[Point labeling examples]
--

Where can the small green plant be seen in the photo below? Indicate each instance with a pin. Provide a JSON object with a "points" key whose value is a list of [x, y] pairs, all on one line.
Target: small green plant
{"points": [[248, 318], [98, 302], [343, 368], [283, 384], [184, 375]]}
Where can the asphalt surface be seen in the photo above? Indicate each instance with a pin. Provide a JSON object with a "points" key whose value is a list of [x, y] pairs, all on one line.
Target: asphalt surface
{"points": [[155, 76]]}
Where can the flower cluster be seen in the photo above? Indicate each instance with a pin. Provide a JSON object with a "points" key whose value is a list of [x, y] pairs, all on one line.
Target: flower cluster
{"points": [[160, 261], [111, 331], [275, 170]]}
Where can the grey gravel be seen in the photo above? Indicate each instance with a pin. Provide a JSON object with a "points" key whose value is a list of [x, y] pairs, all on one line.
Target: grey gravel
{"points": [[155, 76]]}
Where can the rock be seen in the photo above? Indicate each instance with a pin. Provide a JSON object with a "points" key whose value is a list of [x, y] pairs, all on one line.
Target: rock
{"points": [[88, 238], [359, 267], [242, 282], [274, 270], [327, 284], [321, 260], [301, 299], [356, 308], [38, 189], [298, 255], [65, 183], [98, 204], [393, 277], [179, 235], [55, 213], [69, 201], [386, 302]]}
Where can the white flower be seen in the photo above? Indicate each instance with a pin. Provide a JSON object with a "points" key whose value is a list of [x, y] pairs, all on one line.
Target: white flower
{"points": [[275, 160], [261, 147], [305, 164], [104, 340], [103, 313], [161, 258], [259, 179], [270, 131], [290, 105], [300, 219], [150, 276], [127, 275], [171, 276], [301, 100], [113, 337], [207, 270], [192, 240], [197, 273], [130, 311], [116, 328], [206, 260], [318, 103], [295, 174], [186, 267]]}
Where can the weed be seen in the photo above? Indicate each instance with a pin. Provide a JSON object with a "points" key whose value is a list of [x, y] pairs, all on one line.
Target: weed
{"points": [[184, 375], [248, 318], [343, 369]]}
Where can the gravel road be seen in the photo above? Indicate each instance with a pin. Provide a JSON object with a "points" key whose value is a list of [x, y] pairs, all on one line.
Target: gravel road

--

=== Instructions for the task ===
Update all of the material above by replacing every occurrence of "with a pin" with "with a marker", leaving everything else unchanged.

=== Correct result ===
Where can the small green plant be seen in the photo below? Indicate each instance with a marker. Provide a JSON object with a "points" key whose value is a list of [x, y] pairs, all on one line.
Target: small green plant
{"points": [[248, 318], [98, 302], [343, 368], [283, 384], [184, 375]]}
Where can the asphalt surface be seen in the photo above? Indicate each instance with a marker. Provide a JSON object with a "points" key whose value is a list of [x, y] pairs, all on one line.
Target: asphalt surface
{"points": [[155, 76]]}
Where can the flower cluster be seen in the photo above? Indicate each instance with a marker. Provide a JSON object with a "points" key whose value is a list of [x, y] pairs, all on one line.
Target: flower cluster
{"points": [[160, 261], [111, 331], [275, 170]]}
Where can the grey gravel be seen in the photo above? Indicate each instance with a marker. Provide a JSON object with a "points" key whose value is a list of [x, y] pairs, all on one line.
Target: grey gravel
{"points": [[155, 76]]}
Where can the rock be seen in the photo above? Indicate each instance with a marker. Provide a JSON object with a "points" key whose value is a list of [x, y] pairs, all on one line.
Target: rock
{"points": [[88, 238], [359, 267], [242, 282], [274, 270], [327, 284], [321, 260], [301, 299], [356, 308], [38, 189], [298, 255], [65, 183], [98, 204], [393, 277], [179, 235], [55, 213], [69, 201], [386, 302]]}
Where can the white flower be seen in the photo above? Indicate each instance with a marker. Provide a JSON object with a "points" key whose value is a list of [x, y] pairs, all on one line.
Target: white flower
{"points": [[275, 160], [261, 147], [305, 164], [104, 340], [103, 313], [161, 258], [259, 179], [270, 131], [290, 105], [300, 219], [150, 276], [127, 275], [171, 276], [301, 100], [113, 337], [207, 270], [192, 240], [197, 273], [130, 311], [116, 328], [206, 260], [318, 103], [295, 174], [186, 267]]}
Where can the weed be seen in the photo above? Indicate each instance with a marker. Provide a JSON object with a "points" key whose value is a list of [x, y] pairs, all on one line.
Target: weed
{"points": [[184, 375], [248, 318], [343, 369]]}
Where can the gravel road be seen in the photo above? Indicate each instance with a marker. Provide a JSON object with a "points" key whose value is a list of [x, y] pairs, all on one line.
Target: gravel road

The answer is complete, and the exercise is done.